- Requirements:
Please pick out every line in the items below that contains the word "object" and copy each of those lines. Case counts.

- Given data:
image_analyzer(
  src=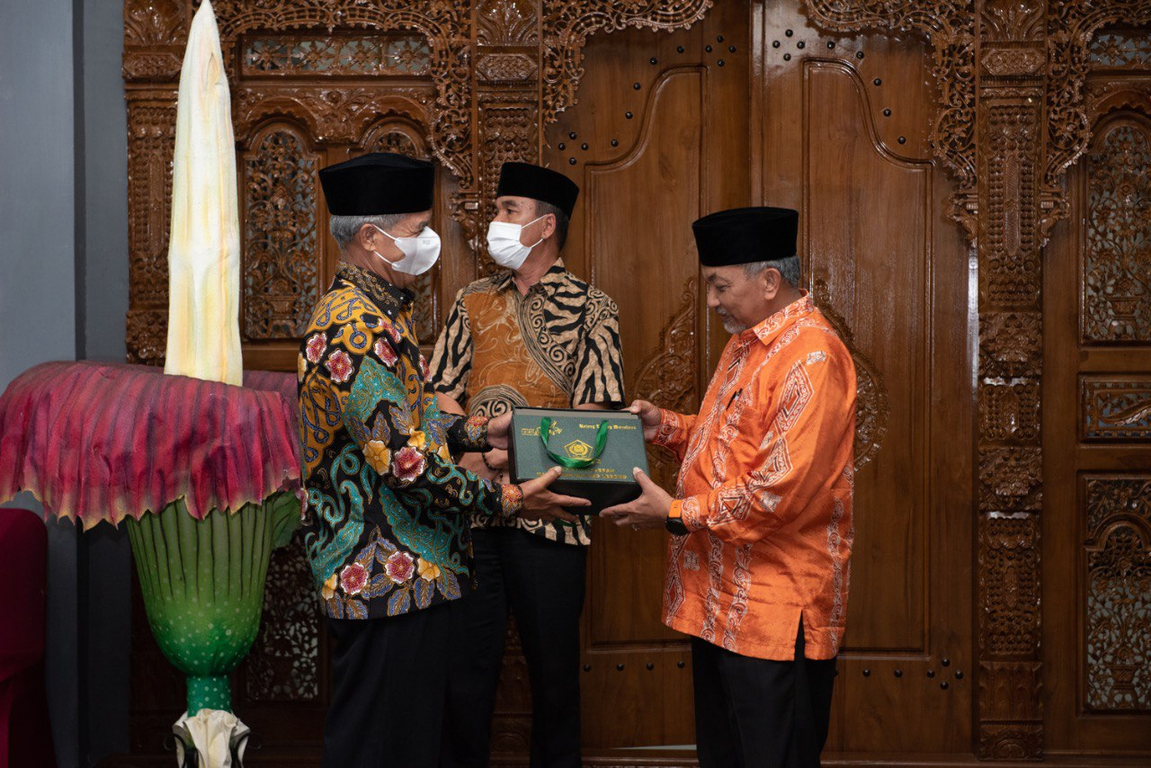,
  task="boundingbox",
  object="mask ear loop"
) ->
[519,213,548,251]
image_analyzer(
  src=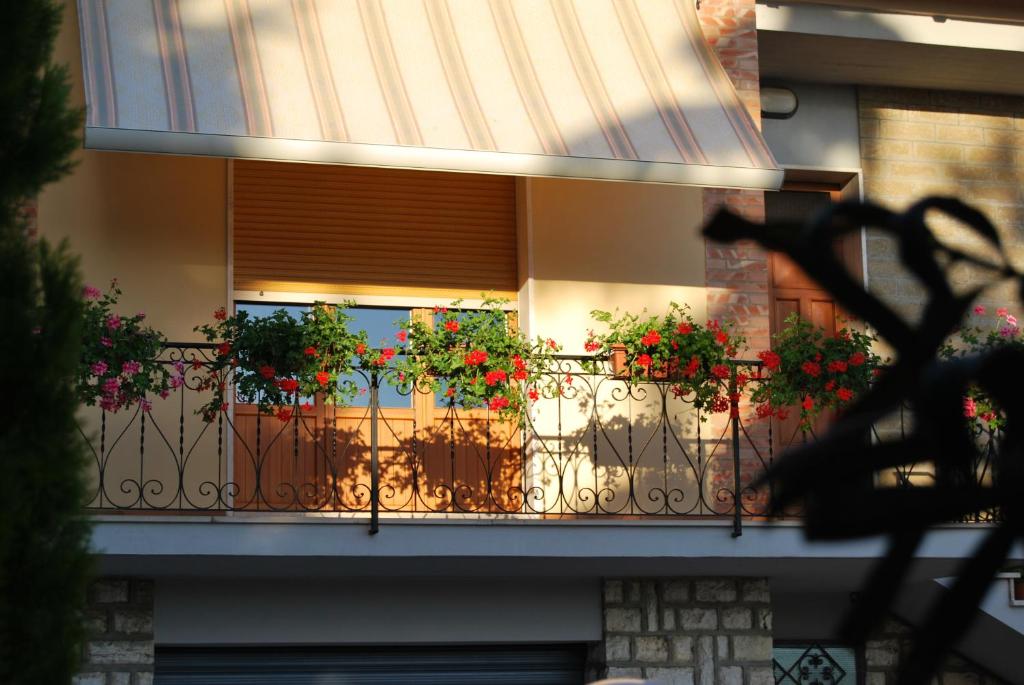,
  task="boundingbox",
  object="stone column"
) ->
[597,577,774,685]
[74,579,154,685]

- Response to this exercise:
  object="mask ear loop"
  object="stone column"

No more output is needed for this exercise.